RECORDS FOR THIS EXERCISE –
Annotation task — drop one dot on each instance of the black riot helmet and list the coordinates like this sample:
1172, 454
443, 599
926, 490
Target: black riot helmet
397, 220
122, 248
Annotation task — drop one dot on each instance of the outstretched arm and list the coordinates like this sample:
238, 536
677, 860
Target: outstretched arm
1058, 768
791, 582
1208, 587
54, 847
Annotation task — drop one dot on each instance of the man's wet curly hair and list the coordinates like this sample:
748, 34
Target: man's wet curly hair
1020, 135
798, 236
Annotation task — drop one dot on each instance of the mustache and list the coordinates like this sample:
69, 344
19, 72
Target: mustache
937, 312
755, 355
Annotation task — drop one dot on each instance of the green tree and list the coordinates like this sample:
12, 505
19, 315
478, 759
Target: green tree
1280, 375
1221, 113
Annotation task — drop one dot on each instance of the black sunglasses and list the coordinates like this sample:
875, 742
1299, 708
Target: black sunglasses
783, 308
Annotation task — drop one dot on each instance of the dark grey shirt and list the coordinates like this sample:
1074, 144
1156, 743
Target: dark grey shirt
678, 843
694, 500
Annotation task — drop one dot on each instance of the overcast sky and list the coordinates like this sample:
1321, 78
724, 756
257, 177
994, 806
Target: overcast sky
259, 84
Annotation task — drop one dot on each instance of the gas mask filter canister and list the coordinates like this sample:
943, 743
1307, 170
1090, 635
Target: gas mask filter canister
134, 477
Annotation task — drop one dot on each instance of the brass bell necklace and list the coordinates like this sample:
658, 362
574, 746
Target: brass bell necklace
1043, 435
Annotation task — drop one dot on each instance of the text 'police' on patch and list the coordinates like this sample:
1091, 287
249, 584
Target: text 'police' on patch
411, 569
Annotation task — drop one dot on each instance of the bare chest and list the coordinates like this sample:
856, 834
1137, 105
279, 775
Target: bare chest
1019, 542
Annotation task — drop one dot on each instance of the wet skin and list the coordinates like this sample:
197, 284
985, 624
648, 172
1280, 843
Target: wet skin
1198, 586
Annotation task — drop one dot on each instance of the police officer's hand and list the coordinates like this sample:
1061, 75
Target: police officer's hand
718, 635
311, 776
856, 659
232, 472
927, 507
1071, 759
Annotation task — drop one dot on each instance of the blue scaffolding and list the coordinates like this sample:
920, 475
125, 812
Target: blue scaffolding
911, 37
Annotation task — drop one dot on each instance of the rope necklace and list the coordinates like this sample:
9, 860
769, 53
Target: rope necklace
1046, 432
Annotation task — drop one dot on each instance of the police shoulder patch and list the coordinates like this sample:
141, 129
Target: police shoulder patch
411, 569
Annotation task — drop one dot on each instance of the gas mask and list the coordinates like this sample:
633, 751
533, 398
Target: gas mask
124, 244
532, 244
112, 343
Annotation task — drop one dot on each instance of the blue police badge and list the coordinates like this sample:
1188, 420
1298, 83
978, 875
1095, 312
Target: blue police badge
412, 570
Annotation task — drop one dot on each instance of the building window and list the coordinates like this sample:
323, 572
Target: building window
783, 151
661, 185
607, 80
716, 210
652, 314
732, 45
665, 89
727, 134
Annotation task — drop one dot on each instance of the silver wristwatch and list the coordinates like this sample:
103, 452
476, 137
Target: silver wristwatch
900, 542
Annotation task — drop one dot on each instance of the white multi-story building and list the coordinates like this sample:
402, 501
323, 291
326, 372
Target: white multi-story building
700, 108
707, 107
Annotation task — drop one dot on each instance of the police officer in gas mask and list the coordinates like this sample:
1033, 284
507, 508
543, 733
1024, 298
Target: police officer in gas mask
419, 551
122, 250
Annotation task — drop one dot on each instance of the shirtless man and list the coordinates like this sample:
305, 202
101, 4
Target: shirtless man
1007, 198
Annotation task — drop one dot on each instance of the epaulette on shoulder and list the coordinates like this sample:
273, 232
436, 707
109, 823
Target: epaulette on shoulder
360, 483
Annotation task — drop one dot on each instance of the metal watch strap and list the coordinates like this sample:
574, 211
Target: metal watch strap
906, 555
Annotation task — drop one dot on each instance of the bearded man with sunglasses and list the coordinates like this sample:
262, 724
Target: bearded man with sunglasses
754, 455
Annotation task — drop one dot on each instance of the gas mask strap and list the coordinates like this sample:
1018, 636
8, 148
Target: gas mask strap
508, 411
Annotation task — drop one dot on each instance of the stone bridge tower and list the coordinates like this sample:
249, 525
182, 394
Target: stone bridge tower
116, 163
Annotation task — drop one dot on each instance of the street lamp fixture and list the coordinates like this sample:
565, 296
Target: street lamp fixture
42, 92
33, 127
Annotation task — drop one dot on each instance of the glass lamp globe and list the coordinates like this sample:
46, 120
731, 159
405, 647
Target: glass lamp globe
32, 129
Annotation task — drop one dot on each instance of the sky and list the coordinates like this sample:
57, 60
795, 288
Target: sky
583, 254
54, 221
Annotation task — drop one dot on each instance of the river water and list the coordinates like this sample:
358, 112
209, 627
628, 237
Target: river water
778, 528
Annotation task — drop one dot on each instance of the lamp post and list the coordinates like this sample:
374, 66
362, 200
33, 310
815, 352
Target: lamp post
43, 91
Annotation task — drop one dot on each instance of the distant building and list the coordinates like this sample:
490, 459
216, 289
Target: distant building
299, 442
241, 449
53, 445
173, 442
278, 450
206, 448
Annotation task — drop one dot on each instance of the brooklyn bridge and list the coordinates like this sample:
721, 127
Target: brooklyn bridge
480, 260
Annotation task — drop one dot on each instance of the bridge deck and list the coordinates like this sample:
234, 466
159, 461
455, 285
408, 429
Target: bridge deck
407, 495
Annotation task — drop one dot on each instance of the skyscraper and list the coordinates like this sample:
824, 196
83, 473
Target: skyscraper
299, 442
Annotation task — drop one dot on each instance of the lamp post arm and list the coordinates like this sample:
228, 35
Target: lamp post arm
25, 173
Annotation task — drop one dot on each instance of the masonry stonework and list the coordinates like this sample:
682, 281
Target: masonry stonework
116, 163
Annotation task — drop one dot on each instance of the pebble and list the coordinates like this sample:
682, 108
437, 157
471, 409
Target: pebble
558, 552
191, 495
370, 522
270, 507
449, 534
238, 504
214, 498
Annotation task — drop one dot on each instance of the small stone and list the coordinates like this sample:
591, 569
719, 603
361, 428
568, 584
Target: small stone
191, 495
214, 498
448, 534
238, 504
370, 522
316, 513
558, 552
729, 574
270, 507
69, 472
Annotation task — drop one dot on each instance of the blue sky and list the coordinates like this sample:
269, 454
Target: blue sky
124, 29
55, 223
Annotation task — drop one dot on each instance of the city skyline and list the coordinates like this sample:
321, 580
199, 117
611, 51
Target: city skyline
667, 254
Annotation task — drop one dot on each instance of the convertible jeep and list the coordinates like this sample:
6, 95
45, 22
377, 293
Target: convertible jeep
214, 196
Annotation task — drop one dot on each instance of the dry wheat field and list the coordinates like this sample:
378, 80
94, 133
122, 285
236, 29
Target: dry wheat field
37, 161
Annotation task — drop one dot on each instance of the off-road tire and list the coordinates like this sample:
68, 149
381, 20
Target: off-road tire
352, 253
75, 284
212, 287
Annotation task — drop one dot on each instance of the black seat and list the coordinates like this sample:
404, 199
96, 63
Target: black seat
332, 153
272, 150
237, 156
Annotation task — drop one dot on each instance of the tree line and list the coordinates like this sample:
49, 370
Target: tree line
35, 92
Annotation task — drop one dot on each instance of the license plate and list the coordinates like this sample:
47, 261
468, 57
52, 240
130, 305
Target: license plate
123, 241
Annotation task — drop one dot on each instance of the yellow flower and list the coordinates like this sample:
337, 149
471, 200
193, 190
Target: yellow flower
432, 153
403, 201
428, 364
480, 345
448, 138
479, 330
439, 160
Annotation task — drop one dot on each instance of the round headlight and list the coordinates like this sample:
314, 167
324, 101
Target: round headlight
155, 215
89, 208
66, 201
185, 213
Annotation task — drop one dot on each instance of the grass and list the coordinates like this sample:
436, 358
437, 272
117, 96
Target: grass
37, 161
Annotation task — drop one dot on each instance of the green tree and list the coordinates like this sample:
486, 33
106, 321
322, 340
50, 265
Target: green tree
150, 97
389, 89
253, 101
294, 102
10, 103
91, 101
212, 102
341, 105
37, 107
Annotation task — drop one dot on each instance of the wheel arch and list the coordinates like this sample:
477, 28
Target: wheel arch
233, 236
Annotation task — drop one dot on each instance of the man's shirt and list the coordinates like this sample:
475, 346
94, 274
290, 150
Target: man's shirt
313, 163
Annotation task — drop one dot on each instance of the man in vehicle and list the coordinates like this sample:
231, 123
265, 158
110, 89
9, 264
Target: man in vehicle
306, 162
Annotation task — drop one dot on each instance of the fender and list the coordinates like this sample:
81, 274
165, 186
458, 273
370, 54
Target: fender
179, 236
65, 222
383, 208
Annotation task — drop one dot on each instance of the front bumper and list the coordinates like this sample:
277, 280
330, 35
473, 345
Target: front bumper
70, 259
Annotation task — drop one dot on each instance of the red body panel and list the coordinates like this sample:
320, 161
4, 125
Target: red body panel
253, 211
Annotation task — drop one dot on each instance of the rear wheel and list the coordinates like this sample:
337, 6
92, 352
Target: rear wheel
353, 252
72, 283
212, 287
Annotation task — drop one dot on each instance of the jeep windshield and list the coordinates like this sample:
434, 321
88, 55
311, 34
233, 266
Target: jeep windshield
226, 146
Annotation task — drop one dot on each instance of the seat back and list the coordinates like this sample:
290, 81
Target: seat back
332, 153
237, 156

REQUIRED WORK – Each line from the one containing "of the fender" to the end of the listing above should be copied exactly, and nothing else.

WORKED ANSWER –
Annotation task — drop one dot on each instance of the fender and list the coordinates like this sample:
81, 274
165, 186
458, 273
370, 54
Target: fender
179, 236
65, 222
383, 208
Annotation task — drop one dot on each instance of the front bumper and list the coordinates like this sample:
277, 280
330, 35
473, 345
Target: front bumper
70, 259
Annotation task — drop one dot on each instance of the red body panel and list the coordinates like this sample:
320, 161
4, 125
Target: red body panel
253, 211
Annotation task — drop one dot on each instance of the rear wheel and list the coordinates like this sample:
337, 6
92, 352
Target: rear wheel
353, 252
72, 283
212, 287
Annotation task — drop one dot on each instance of the jeep windshield and list the coordinates like this sample:
434, 321
88, 55
311, 34
233, 266
Target: jeep windshield
226, 146
Annotation task — drop one dot on each instance of the seat back and list the coordinates like this sample:
290, 81
Target: seat back
332, 153
237, 156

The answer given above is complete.